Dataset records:
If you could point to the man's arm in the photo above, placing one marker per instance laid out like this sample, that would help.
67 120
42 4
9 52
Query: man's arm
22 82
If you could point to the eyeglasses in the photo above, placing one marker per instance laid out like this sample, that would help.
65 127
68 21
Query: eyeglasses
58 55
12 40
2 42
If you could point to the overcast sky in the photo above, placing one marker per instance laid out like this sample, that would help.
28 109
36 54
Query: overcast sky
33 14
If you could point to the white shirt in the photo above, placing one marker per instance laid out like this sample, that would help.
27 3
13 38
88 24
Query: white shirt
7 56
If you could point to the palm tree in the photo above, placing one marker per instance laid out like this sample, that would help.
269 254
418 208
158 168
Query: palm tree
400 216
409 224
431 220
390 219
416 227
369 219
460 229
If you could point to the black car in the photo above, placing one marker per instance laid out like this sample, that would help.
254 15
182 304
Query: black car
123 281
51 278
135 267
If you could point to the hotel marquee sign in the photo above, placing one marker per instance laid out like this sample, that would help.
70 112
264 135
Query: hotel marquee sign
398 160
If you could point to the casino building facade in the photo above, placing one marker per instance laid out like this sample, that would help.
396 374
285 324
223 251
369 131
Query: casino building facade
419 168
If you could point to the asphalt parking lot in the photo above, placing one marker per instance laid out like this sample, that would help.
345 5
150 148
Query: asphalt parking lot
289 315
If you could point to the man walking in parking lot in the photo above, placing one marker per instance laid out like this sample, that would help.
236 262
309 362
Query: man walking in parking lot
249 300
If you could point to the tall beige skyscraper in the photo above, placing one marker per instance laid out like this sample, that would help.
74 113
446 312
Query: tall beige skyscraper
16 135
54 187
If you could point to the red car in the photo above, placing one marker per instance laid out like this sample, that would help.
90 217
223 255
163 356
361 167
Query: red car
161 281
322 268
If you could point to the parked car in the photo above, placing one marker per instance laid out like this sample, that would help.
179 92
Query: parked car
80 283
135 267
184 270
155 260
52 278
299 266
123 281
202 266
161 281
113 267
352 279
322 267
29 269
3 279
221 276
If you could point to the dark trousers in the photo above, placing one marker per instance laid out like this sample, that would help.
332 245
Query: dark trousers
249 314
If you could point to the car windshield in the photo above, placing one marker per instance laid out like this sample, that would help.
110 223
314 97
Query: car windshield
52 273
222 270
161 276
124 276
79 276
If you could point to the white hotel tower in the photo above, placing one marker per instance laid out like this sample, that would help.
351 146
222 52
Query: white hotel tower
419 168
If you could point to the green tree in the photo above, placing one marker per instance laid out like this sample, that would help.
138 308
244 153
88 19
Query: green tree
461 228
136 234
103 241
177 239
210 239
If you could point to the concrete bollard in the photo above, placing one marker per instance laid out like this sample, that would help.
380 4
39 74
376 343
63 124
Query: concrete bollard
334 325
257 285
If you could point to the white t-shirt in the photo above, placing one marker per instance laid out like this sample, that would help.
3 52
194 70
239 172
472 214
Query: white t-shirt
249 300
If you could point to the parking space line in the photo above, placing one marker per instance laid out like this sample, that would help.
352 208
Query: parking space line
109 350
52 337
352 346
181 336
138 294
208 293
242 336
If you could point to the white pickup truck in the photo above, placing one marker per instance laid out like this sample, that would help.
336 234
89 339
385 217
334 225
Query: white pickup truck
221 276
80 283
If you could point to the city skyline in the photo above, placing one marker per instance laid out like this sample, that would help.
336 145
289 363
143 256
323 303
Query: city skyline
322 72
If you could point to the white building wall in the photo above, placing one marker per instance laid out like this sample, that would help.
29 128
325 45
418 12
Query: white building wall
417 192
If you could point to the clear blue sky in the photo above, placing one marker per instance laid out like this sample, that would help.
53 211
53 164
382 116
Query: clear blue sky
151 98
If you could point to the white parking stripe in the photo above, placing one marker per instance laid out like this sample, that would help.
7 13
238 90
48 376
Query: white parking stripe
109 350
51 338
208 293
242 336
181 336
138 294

Task directions — In the entries above, find the line containing "If you could point to the white building". Set down that line and every line after it through the last one, exactly and alone.

Result for this task —
If you could point to the white building wall in the photo above, placing one marker per instance laid out like this sample, that would help.
29 128
325 45
418 12
Query: white building wall
417 192
If you could point to the clear blue sky in the photo above, placing one marker per instance laid out like this sample, that would help.
53 211
53 164
382 116
Query: clear blue sky
151 98
If you could point to the white parking stripe in the photo above, placing one marker per instance laid out like this sample, that would help.
7 13
238 90
48 376
Query: white parking stripe
109 350
51 338
208 293
242 336
181 336
138 294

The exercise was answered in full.